■ **EXPLORE THE MATERIAL**
A. According to the forum thread, how much would Claude Code cost if paid for through the normal API?
B. Replace "loss leader" with "subsidized product" in the forum thread from "Because Claude Code" to "the API plan.", and write out that portion.
── PASSAGE FOR REVIEW ──
Demand-aggregation allows the aggregator to extract the majority of the value. ChatGPT the app has the biggest presence, and therefore model improvements in Claude will only take you so far. Everyone is terrified of that. Cursor et al. have already demonstrated to model providers that it is possible to become commoditized. Therefore, almost all providers are seeking to push themselves closer to the user.

This kind of thing is pretty standard. Nobody wants to be a vendor on someone else's platform. Anthropic would likely not complain too much about you using z.ai in Claude Code. They would prefer that. They would prefer you use gpt-5.2-high in Claude Code. They would prefer you use llama-4-maverick in Claude Code.

Because regardless of how profitable inference is, if you're not the closest to the user, you're going to lose sooner or later.

gbear605 4 hours ago

Because Claude Code is not a profitable business, it's a loss leader to get you to use the rest of their token inference business. If you were to pay for Claude Code by using the normal API, it would be at least 5x the cost, if not more.

  • aw123 4 hours ago

    source: pulled out of your a**

    • falloutx 4 hours ago

      he may not be entirely correct, but Claude Code plans are significantly better than the API plan, 100$ plan may not be as cost effective but for 18$ you can get like 5x usage of the API plan.

      • aw123 3 hours ago

        I've seen dozens of "experts" all over the internet claim that they're "subsidizing costs" with the coding plans despite no evidence whatsoever. Despite the fact that various sources from OpenAI, Deepseek, model inference providers have suggested the contrary, that inference is very profitable with very high margins.
───
── EXERCISE DATA ──
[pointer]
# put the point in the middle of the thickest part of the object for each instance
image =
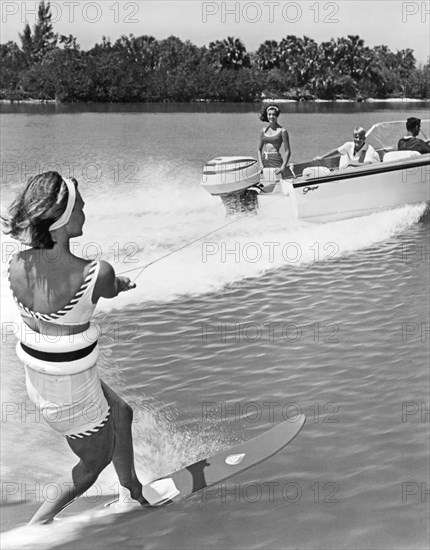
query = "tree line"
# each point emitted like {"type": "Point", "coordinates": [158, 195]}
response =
{"type": "Point", "coordinates": [141, 68]}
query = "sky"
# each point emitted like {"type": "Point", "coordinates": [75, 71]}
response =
{"type": "Point", "coordinates": [399, 24]}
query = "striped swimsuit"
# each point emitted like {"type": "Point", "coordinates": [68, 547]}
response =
{"type": "Point", "coordinates": [61, 371]}
{"type": "Point", "coordinates": [271, 156]}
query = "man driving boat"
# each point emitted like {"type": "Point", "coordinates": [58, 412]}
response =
{"type": "Point", "coordinates": [354, 153]}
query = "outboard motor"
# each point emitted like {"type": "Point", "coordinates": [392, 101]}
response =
{"type": "Point", "coordinates": [236, 180]}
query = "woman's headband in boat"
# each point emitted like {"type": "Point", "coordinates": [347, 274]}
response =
{"type": "Point", "coordinates": [65, 216]}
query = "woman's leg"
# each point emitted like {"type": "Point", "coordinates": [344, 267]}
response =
{"type": "Point", "coordinates": [123, 454]}
{"type": "Point", "coordinates": [95, 453]}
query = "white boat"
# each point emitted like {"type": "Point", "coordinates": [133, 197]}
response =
{"type": "Point", "coordinates": [319, 191]}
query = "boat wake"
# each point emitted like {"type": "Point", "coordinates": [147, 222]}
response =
{"type": "Point", "coordinates": [184, 245]}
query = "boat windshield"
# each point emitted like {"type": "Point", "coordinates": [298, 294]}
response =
{"type": "Point", "coordinates": [385, 135]}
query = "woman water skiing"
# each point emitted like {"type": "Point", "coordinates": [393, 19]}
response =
{"type": "Point", "coordinates": [272, 138]}
{"type": "Point", "coordinates": [56, 293]}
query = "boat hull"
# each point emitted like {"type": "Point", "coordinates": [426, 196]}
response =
{"type": "Point", "coordinates": [358, 192]}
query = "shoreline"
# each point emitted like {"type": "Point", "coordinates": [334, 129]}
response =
{"type": "Point", "coordinates": [265, 100]}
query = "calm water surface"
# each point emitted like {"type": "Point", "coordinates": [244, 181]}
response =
{"type": "Point", "coordinates": [221, 339]}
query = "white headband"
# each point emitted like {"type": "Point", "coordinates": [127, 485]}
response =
{"type": "Point", "coordinates": [65, 216]}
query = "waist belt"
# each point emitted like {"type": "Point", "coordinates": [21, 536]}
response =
{"type": "Point", "coordinates": [59, 357]}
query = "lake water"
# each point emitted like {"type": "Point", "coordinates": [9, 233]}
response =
{"type": "Point", "coordinates": [217, 343]}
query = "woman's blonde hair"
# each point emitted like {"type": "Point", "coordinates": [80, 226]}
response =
{"type": "Point", "coordinates": [36, 208]}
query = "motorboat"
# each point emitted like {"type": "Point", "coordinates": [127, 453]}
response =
{"type": "Point", "coordinates": [318, 191]}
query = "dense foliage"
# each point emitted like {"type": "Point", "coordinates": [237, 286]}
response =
{"type": "Point", "coordinates": [48, 66]}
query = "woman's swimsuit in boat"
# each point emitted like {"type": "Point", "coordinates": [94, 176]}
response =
{"type": "Point", "coordinates": [271, 156]}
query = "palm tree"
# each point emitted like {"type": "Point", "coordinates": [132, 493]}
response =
{"type": "Point", "coordinates": [229, 53]}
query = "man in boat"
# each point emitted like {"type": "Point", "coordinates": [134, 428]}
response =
{"type": "Point", "coordinates": [354, 153]}
{"type": "Point", "coordinates": [411, 142]}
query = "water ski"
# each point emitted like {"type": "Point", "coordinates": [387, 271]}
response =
{"type": "Point", "coordinates": [182, 483]}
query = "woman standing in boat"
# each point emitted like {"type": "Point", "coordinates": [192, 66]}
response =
{"type": "Point", "coordinates": [56, 293]}
{"type": "Point", "coordinates": [272, 137]}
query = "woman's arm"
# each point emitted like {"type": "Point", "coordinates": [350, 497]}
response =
{"type": "Point", "coordinates": [260, 150]}
{"type": "Point", "coordinates": [108, 285]}
{"type": "Point", "coordinates": [329, 154]}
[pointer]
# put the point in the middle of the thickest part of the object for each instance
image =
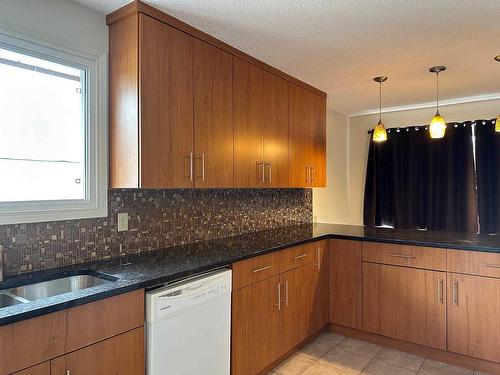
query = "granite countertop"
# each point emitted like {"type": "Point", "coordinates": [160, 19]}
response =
{"type": "Point", "coordinates": [158, 267]}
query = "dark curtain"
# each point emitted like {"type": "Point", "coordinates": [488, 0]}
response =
{"type": "Point", "coordinates": [488, 176]}
{"type": "Point", "coordinates": [415, 182]}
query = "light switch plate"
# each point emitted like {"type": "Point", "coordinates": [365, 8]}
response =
{"type": "Point", "coordinates": [122, 222]}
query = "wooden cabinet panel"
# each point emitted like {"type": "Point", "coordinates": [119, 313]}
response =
{"type": "Point", "coordinates": [248, 90]}
{"type": "Point", "coordinates": [41, 369]}
{"type": "Point", "coordinates": [473, 316]}
{"type": "Point", "coordinates": [346, 283]}
{"type": "Point", "coordinates": [301, 136]}
{"type": "Point", "coordinates": [275, 131]}
{"type": "Point", "coordinates": [124, 103]}
{"type": "Point", "coordinates": [474, 263]}
{"type": "Point", "coordinates": [405, 303]}
{"type": "Point", "coordinates": [122, 354]}
{"type": "Point", "coordinates": [405, 255]}
{"type": "Point", "coordinates": [213, 116]}
{"type": "Point", "coordinates": [39, 339]}
{"type": "Point", "coordinates": [166, 102]}
{"type": "Point", "coordinates": [319, 166]}
{"type": "Point", "coordinates": [255, 326]}
{"type": "Point", "coordinates": [255, 269]}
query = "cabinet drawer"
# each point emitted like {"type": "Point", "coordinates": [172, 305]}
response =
{"type": "Point", "coordinates": [297, 256]}
{"type": "Point", "coordinates": [255, 269]}
{"type": "Point", "coordinates": [404, 255]}
{"type": "Point", "coordinates": [474, 263]}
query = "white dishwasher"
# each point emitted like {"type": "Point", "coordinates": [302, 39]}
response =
{"type": "Point", "coordinates": [189, 326]}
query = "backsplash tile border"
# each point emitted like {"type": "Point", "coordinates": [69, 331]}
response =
{"type": "Point", "coordinates": [157, 219]}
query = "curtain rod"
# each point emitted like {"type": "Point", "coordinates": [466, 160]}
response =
{"type": "Point", "coordinates": [425, 127]}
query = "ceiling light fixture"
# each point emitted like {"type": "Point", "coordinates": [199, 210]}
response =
{"type": "Point", "coordinates": [379, 132]}
{"type": "Point", "coordinates": [437, 127]}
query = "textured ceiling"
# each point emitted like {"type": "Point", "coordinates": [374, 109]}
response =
{"type": "Point", "coordinates": [340, 45]}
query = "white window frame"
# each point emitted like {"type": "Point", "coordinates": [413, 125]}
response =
{"type": "Point", "coordinates": [95, 203]}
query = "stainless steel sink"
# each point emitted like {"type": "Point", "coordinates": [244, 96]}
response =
{"type": "Point", "coordinates": [6, 300]}
{"type": "Point", "coordinates": [55, 287]}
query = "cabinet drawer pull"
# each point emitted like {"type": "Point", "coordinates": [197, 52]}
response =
{"type": "Point", "coordinates": [402, 256]}
{"type": "Point", "coordinates": [261, 269]}
{"type": "Point", "coordinates": [497, 266]}
{"type": "Point", "coordinates": [440, 291]}
{"type": "Point", "coordinates": [455, 292]}
{"type": "Point", "coordinates": [279, 296]}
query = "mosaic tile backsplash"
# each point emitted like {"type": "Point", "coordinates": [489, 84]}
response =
───
■ **RESPONSES IN ORDER**
A. At least five times the cost, if not more.

B.
Because Claude Code is not a profitable business, it's a subsidized product to get you to use the rest of their token inference business. If you were to pay for Claude Code by using the normal API, it would be at least 5x the cost, if not more.

  • aw123 4 hours ago

    source: pulled out of your a**

    • falloutx 4 hours ago

      he may not be entirely correct, but Claude Code plans are significantly better than the API plan, 100$ plan may not be as cost effective but for 18$ you can get like 5x usage of the API plan.